§ WORK INSTRUCTION
Carry on the project notes about building drug profiles from LINCS signatures and ChEMBL matches, picking up after their final sentence.
━━ PASSAGE SHOWN
Reproduce with scripts/week1_explore.py (download + DE + concordance) then
scripts/week1_finalize.py (mygene mapping + persist).
Drug profiles (Week 2)
300-drug set (drug_set_v1.csv), composed and restricted to LINCS-scorable compounds:
| Inclusion reason | n | Notes |
|---|---|---|
| ground_truth | 2 | hydroxyurea (Phase II), L-glutamine = "glutamine" (Phase I) |
| related_mechanism | 32 | HbF inducers (decitabine, azacitidine, vorinostat, panobinostat, romidepsin…), NO donors, antioxidants, anti-inflammatories |
| negative_control | 26 | antifungals, antihistamines, antibiotics, hormones |
| general_sample | 240 | random from LINCS catalog, seed=42 |
- LINCS signatures: per-drug consensus = mean of Level-5 MODZ z-scores across the drug's sig_ids (cell lines/doses/times), restricted to the 978 landmark genes. Drawn from BOTH phases (hydroxyurea is Phase-II-only; L-glutamine is Phase-I-only). All 300 drugs scored.
- ChEMBL: matched by InChIKey — 145/300 (curated drugs ~90%, random research compounds 38%, as expected). 43 drugs carry target annotations; 46 carry mechanism-of-action.
━━━━
━━ SUPPLIED INFORMATION
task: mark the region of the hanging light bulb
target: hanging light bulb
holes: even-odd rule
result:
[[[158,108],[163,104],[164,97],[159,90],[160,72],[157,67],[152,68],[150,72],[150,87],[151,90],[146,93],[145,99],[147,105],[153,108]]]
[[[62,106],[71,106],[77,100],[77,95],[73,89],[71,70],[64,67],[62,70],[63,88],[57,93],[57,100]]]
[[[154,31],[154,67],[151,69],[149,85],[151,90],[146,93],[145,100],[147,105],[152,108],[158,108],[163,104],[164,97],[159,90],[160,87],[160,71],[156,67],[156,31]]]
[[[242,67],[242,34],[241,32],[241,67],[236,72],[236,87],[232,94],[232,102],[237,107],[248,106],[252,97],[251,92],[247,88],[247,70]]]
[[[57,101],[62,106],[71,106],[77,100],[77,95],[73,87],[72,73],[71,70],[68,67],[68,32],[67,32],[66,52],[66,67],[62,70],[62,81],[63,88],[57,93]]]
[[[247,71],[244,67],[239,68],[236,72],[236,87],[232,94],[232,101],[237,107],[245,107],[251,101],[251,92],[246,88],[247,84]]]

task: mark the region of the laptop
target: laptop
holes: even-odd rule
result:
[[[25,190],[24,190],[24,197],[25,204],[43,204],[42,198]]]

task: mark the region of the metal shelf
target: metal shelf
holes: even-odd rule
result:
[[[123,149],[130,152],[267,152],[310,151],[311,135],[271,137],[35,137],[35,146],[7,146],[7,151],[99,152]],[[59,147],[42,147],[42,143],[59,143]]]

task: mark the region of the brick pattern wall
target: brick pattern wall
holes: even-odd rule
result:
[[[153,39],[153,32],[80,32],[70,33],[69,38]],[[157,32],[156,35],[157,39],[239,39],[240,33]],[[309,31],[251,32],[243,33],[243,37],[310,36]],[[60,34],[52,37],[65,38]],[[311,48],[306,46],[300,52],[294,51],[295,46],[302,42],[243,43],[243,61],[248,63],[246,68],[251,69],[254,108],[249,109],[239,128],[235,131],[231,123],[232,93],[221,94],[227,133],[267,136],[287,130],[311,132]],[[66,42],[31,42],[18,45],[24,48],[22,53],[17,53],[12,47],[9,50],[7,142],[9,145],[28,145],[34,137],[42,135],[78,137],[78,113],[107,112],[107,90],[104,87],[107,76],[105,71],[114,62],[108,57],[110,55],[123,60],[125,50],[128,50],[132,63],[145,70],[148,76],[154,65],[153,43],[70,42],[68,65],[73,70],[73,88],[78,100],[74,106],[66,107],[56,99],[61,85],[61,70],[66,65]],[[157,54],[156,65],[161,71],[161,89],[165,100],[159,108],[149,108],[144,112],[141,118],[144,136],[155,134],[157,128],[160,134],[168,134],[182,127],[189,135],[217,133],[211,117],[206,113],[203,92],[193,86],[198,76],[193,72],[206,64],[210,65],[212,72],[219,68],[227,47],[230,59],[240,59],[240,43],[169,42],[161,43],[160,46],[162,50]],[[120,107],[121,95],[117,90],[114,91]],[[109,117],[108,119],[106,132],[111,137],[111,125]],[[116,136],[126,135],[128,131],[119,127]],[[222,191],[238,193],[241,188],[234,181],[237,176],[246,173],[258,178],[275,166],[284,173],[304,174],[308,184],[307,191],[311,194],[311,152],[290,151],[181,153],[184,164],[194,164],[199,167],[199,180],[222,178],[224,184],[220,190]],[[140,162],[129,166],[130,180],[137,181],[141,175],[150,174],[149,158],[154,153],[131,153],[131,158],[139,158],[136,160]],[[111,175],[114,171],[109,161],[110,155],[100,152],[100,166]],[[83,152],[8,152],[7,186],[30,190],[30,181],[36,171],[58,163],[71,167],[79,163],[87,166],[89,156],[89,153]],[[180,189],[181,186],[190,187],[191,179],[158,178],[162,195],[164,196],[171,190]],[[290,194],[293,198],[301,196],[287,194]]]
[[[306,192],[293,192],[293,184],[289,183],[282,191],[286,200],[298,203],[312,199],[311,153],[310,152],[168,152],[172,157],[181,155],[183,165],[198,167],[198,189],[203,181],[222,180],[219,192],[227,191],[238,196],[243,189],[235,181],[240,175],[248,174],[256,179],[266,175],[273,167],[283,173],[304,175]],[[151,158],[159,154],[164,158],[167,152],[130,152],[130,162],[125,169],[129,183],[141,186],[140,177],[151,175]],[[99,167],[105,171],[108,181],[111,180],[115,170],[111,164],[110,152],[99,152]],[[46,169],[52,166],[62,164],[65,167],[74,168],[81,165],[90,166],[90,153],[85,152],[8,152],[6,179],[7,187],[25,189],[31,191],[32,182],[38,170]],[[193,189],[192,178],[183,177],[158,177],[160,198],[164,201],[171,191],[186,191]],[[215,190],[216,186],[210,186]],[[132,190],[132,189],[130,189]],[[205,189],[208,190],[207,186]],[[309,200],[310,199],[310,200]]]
━━━━
§ WRITTEN ANSWER
- Tier: all signature-backed drugs are Tier B (LINCS is a single source → fails Tier A's not-single-source rule).
- Gene space (v1.1): scoring uses the full 12,328-gene LINCS space, not just the 978 landmarks. Signature overlap is 406/477 (85%) vs 56/477 (12%) for landmark-only — the larger space is what recovers hydroxyurea (see recovery_test_report.md). HBG1/HBG2 are absent from LINCS entirely and remain unscoreable.
- Reproduce:
week2_curate_drugset.py→week2_chembl.py→ download Level-5 GCTX →week2_lincs_extract.py→week2_assemble.py.
Licensing note for LINCS
Read the LINCS data use terms before commercial use. For the MVP (research / proof-of-concept) the terms are permissive. For productization this needs legal review.